* _Task statement_
Can you reproduce the records below word for word, beginning at the line that has "Provide a point for each instance of the farmland" and stopping after the line that has "x=90, y=199"?

* _Data for the task_
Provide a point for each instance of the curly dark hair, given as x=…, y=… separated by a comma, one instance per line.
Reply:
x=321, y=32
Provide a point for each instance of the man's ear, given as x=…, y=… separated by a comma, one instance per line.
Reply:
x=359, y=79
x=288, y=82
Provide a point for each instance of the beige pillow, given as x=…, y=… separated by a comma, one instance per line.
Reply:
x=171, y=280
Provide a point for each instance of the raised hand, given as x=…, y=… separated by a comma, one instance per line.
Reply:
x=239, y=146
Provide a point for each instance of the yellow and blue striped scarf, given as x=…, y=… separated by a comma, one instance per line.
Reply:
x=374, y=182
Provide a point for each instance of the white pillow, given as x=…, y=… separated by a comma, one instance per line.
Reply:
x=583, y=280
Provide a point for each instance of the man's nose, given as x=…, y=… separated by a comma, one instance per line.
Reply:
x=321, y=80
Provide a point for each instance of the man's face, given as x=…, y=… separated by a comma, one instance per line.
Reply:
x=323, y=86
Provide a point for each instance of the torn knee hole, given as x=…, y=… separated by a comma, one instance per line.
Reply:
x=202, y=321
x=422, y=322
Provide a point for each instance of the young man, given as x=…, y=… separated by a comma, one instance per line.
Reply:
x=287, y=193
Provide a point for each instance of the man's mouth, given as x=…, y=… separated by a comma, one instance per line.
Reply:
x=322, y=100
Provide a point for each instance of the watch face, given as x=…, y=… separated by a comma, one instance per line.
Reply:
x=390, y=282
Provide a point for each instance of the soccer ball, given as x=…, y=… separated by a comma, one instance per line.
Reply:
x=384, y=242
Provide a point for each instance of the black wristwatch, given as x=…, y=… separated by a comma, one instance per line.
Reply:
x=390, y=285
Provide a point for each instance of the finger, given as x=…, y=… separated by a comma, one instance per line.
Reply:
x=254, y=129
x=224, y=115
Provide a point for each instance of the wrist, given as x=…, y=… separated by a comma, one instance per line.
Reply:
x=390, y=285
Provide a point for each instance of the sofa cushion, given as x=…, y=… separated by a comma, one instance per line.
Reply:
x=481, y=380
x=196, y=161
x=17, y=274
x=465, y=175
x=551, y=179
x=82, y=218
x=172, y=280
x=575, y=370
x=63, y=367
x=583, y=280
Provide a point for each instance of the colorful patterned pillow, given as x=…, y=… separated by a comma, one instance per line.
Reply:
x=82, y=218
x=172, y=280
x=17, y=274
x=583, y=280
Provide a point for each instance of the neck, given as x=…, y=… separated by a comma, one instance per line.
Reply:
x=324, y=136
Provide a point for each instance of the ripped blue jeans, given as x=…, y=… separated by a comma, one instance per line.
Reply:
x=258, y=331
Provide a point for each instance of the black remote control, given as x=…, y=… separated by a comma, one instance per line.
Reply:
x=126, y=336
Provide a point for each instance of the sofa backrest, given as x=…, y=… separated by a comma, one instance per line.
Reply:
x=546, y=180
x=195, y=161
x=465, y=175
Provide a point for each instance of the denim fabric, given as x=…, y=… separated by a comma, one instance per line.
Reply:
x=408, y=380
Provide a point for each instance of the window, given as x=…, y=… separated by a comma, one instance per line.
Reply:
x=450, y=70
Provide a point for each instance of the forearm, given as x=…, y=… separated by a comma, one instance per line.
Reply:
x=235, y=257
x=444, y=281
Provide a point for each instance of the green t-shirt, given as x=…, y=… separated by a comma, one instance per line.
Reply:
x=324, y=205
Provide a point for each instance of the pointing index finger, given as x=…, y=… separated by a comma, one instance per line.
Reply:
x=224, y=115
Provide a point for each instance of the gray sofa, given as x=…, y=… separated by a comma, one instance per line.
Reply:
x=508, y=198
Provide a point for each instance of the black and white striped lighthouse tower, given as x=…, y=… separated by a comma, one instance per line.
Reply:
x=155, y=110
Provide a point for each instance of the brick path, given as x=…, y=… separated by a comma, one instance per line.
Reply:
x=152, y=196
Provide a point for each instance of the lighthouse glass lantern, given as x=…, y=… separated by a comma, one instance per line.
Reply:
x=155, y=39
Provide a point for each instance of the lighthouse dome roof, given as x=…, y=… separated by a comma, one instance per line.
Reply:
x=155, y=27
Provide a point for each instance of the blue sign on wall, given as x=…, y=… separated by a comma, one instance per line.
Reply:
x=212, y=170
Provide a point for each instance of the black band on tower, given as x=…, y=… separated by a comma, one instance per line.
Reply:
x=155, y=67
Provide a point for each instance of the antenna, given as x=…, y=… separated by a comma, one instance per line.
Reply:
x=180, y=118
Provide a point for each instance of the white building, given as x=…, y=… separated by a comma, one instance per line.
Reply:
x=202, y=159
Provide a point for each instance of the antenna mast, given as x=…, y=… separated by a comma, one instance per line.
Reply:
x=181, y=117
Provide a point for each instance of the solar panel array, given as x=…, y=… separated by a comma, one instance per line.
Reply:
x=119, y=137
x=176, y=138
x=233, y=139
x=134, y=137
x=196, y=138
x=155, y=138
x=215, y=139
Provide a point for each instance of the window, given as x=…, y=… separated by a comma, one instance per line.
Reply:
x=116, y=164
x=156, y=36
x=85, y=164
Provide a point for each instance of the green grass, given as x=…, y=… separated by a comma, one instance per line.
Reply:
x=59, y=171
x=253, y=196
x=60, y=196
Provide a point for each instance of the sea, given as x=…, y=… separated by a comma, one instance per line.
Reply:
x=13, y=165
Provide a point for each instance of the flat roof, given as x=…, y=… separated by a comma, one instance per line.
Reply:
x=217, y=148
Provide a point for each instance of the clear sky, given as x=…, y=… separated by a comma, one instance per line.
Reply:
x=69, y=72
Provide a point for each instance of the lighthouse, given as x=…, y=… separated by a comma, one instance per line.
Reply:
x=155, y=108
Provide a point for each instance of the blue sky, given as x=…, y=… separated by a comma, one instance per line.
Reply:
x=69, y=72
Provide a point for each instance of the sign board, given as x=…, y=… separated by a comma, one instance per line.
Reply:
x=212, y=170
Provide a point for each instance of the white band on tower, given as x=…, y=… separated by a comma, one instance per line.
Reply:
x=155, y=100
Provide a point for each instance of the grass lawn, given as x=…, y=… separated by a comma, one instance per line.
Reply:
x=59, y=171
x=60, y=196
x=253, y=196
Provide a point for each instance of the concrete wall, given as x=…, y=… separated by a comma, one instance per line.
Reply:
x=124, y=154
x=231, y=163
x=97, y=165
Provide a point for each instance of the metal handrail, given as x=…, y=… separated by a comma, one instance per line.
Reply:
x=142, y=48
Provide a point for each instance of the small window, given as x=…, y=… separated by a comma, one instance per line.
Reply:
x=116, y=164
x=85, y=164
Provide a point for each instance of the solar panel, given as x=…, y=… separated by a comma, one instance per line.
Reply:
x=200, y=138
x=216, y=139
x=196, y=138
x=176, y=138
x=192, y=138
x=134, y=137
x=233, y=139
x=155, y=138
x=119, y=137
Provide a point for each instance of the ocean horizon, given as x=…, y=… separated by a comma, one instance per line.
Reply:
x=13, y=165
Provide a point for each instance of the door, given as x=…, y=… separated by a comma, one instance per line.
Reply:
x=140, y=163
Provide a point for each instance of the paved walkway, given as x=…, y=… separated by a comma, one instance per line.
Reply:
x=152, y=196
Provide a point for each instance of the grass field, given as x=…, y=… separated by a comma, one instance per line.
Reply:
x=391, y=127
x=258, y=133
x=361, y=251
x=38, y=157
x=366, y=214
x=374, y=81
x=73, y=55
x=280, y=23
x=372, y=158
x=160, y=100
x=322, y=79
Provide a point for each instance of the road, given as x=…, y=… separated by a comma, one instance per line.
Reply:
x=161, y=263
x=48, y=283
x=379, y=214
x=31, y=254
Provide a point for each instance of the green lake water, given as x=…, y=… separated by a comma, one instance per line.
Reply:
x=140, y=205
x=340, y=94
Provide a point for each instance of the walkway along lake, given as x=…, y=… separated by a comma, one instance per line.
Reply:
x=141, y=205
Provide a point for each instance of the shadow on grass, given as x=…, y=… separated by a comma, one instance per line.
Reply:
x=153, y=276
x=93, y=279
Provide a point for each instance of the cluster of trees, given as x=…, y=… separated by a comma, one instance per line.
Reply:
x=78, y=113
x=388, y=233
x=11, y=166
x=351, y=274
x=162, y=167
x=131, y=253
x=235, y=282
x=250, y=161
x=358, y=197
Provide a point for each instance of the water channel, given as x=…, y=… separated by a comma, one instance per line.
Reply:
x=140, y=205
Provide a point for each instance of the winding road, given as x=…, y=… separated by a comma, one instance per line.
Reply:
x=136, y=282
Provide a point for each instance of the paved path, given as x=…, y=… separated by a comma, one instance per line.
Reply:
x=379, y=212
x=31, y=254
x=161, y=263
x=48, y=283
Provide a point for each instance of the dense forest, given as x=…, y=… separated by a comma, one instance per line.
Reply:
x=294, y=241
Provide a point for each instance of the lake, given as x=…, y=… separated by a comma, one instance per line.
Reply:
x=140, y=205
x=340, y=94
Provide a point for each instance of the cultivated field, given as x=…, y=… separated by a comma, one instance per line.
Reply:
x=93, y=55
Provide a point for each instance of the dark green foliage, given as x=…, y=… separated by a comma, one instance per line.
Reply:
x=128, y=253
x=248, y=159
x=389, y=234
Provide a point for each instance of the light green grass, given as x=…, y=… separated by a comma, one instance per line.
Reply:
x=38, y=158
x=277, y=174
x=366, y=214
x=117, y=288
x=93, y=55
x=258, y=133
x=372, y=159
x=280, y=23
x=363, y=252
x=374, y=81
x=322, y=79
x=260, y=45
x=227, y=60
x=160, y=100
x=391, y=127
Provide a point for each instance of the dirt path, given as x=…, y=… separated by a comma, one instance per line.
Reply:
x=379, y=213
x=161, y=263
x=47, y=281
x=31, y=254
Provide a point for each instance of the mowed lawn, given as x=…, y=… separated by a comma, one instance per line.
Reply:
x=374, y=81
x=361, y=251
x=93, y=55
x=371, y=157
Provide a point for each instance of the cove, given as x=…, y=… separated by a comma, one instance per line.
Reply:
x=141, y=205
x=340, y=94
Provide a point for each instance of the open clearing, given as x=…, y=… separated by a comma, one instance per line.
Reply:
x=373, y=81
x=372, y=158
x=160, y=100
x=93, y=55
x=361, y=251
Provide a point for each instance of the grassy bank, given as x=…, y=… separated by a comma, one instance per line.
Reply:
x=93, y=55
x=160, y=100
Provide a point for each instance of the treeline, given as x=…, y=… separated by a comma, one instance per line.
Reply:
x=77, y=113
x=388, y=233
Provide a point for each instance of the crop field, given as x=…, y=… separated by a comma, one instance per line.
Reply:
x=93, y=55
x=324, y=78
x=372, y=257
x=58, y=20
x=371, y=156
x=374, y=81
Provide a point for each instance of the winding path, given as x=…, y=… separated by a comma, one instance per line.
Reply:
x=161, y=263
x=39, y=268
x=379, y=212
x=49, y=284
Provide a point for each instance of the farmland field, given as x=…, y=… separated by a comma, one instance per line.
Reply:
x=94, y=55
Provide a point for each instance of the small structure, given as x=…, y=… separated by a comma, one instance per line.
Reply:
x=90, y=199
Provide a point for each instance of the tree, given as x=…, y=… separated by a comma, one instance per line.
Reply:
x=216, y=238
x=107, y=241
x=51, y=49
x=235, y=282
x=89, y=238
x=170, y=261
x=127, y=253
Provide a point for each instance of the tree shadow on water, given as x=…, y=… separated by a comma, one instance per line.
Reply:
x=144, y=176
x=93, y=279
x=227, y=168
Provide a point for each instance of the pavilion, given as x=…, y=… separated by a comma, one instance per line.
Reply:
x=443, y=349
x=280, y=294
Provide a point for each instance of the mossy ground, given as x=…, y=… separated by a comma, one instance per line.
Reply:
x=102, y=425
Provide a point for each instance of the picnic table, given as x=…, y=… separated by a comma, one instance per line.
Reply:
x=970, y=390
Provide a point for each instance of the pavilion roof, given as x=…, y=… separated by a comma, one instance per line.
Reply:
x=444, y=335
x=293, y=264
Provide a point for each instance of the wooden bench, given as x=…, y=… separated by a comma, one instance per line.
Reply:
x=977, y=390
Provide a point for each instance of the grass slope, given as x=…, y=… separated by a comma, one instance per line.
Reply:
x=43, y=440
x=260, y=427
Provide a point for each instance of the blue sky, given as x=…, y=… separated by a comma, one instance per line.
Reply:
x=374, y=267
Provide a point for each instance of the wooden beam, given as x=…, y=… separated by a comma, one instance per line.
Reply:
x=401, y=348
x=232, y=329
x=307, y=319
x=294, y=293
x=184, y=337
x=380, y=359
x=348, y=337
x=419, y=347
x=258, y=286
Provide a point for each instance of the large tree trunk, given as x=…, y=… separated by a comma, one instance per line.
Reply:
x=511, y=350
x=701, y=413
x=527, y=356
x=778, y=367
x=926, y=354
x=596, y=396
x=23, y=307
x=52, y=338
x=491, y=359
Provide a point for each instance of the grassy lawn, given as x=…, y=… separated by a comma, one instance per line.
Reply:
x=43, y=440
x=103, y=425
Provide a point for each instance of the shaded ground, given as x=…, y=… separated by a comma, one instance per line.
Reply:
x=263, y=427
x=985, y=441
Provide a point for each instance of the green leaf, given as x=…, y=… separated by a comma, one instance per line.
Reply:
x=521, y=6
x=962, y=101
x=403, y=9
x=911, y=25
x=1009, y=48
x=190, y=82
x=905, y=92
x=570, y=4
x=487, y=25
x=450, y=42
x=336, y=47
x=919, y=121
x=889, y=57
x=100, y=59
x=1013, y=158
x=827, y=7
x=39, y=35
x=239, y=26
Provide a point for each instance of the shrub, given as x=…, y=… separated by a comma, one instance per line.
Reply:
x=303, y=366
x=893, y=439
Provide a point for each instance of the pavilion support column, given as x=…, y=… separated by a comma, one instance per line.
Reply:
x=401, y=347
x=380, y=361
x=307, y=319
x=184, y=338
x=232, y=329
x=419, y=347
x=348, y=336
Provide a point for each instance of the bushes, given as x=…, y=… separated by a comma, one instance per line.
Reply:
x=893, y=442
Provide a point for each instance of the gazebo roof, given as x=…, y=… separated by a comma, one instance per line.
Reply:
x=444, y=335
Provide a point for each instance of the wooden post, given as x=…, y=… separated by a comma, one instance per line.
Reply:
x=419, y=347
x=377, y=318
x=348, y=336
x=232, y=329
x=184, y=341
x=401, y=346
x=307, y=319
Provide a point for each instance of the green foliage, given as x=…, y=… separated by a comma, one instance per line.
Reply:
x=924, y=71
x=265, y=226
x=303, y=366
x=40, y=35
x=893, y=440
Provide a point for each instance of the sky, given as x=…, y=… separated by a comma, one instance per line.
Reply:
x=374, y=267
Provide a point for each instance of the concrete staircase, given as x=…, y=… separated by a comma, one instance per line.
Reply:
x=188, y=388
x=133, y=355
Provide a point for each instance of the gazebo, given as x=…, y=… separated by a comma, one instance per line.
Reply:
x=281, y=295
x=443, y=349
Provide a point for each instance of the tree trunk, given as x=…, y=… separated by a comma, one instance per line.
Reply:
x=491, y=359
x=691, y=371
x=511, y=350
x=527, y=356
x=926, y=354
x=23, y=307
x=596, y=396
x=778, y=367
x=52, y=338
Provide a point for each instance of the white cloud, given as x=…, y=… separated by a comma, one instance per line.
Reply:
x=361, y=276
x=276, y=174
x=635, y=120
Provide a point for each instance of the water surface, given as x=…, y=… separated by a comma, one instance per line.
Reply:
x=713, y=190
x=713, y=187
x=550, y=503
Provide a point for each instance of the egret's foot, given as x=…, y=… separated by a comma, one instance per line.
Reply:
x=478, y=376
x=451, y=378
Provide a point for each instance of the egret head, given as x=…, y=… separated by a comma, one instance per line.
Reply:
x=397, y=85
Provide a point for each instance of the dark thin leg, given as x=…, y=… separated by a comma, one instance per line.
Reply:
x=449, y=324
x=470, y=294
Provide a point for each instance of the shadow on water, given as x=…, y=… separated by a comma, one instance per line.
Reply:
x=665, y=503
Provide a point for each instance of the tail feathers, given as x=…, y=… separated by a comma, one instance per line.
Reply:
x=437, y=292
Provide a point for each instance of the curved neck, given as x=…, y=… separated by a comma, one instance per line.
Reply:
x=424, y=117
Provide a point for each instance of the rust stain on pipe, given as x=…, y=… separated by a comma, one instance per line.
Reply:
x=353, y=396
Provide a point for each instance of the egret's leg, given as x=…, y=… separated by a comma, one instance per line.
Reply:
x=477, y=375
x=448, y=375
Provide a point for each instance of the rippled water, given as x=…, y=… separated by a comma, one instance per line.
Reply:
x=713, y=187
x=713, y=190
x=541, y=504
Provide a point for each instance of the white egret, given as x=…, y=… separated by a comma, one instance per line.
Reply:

* _Result of this exercise_
Provide a point for each instance of the farmland field, given as x=…, y=… separated by a comma, one instance per line.
Reply:
x=94, y=55
Provide a point for each instance of the small structure, given as x=…, y=… separated by a comma, one instance per line.
Reply:
x=90, y=199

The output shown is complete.